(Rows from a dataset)
━━━━━━━━━━━━━━━━
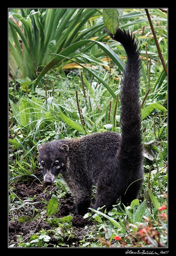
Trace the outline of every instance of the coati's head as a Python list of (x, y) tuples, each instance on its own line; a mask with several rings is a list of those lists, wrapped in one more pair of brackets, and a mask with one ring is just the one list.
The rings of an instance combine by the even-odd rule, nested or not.
[(54, 140), (38, 145), (39, 161), (43, 173), (44, 181), (52, 183), (57, 175), (65, 169), (67, 162), (69, 147), (61, 140)]

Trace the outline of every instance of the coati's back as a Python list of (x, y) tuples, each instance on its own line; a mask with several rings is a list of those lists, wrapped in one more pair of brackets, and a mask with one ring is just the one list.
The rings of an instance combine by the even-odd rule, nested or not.
[(140, 51), (129, 32), (118, 29), (111, 35), (122, 44), (127, 58), (121, 88), (121, 136), (98, 133), (38, 147), (44, 180), (51, 183), (62, 174), (75, 196), (77, 214), (87, 211), (94, 183), (97, 186), (94, 208), (105, 205), (108, 210), (118, 198), (130, 204), (142, 182)]

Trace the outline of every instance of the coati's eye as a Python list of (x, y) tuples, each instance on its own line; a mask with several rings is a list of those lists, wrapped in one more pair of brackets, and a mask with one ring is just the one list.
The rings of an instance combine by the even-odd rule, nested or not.
[(55, 165), (55, 166), (58, 166), (58, 165), (59, 165), (59, 161), (57, 160), (55, 161), (55, 163), (54, 163), (54, 165)]

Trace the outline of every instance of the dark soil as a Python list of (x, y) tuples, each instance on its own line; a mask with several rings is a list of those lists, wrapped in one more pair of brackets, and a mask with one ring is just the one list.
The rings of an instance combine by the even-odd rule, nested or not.
[[(30, 241), (32, 235), (40, 235), (39, 231), (42, 230), (46, 231), (52, 230), (54, 227), (47, 221), (45, 215), (42, 217), (42, 209), (46, 209), (48, 201), (52, 195), (57, 195), (57, 189), (54, 184), (46, 187), (41, 184), (34, 182), (29, 184), (17, 184), (14, 192), (20, 199), (23, 202), (27, 199), (31, 199), (33, 204), (29, 204), (29, 206), (25, 205), (23, 207), (19, 208), (17, 210), (15, 207), (14, 211), (10, 211), (9, 221), (9, 245), (13, 244), (13, 247), (17, 247), (20, 242), (27, 242)], [(77, 247), (77, 243), (83, 239), (86, 232), (85, 225), (90, 225), (87, 219), (83, 219), (82, 216), (74, 215), (75, 204), (72, 196), (67, 193), (63, 197), (59, 198), (58, 210), (54, 215), (57, 218), (61, 218), (68, 215), (73, 216), (71, 220), (72, 227), (74, 230), (74, 238), (67, 240), (67, 244), (73, 243)], [(34, 208), (35, 210), (34, 213)], [(46, 211), (44, 211), (46, 213)], [(39, 214), (38, 214), (39, 213)], [(37, 215), (38, 214), (38, 215)], [(20, 217), (26, 216), (26, 222), (21, 222)], [(32, 220), (32, 221), (31, 221)], [(58, 241), (50, 233), (51, 237), (48, 247), (54, 247), (54, 244), (57, 245)]]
━━━━━━━━━━━━━━━━
* **What you need to do**:
Rewrite the material above as a numbered list with one line per item, leaving out the blank lines and the pictures.

* **Reply to the task**:
1. Trace the outline of every instance of the coati's head as a Python list of (x, y) tuples, each instance on its own line; a mask with several rings is a list of those lists, wrapped in one more pair of brackets, and a mask with one ring is just the one list.
2. The rings of an instance combine by the even-odd rule, nested or not.
3. [(54, 140), (38, 145), (39, 161), (43, 173), (44, 181), (52, 183), (57, 175), (65, 169), (67, 162), (69, 147), (61, 140)]
4. Trace the outline of every instance of the coati's back as a Python list of (x, y) tuples, each instance on its own line; a mask with several rings is a list of those lists, wrapped in one more pair of brackets, and a mask with one ring is just the one list.
5. The rings of an instance combine by the even-odd rule, nested or not.
6. [(140, 51), (129, 32), (118, 29), (111, 35), (122, 44), (127, 58), (121, 88), (121, 136), (98, 133), (38, 147), (44, 180), (51, 183), (62, 174), (75, 196), (77, 214), (87, 211), (94, 183), (97, 186), (94, 208), (105, 205), (108, 210), (118, 198), (130, 204), (142, 182)]
7. Trace the outline of every instance of the coati's eye as a Python list of (x, y) tuples, each instance on its own line; a mask with several rings is a list of those lists, wrapped in one more pair of brackets, and a mask with one ring is just the one list.
8. The rings of an instance combine by the even-odd rule, nested or not.
9. [(55, 165), (55, 166), (58, 166), (58, 165), (59, 165), (59, 161), (57, 160), (55, 161), (55, 163), (54, 163), (54, 165)]
10. Trace the outline of every instance of the dark soil as a Python list of (x, y) tuples, each instance on its own line; a mask with several rings is a list of those lists, wrapped in one more pair of brackets, and a mask with one ring is just the one list.
11. The rings of an instance combine by the even-odd rule, nested or not.
12. [[(30, 241), (32, 235), (40, 235), (39, 231), (42, 230), (46, 231), (52, 230), (54, 227), (47, 221), (45, 215), (42, 217), (42, 209), (46, 209), (48, 201), (52, 195), (57, 195), (57, 189), (54, 184), (46, 187), (41, 184), (34, 182), (29, 184), (17, 184), (14, 192), (20, 199), (23, 202), (27, 199), (31, 199), (33, 204), (29, 204), (29, 206), (25, 205), (23, 207), (19, 208), (17, 210), (15, 207), (14, 211), (10, 211), (9, 221), (9, 245), (13, 244), (13, 247), (17, 247), (20, 242), (27, 242)], [(77, 247), (77, 243), (83, 239), (86, 232), (85, 225), (90, 225), (87, 219), (83, 219), (82, 216), (74, 215), (75, 204), (72, 196), (67, 193), (63, 197), (59, 198), (58, 210), (54, 215), (57, 218), (61, 218), (68, 215), (73, 216), (71, 220), (72, 227), (74, 230), (74, 238), (67, 240), (67, 244), (73, 243)], [(34, 208), (35, 210), (34, 213)], [(46, 211), (44, 211), (46, 213)], [(39, 214), (38, 214), (39, 213)], [(37, 215), (38, 214), (38, 215)], [(20, 217), (26, 216), (26, 222), (21, 222)], [(32, 220), (32, 221), (31, 221)], [(58, 241), (50, 233), (51, 237), (48, 247), (54, 247), (54, 244), (57, 245)]]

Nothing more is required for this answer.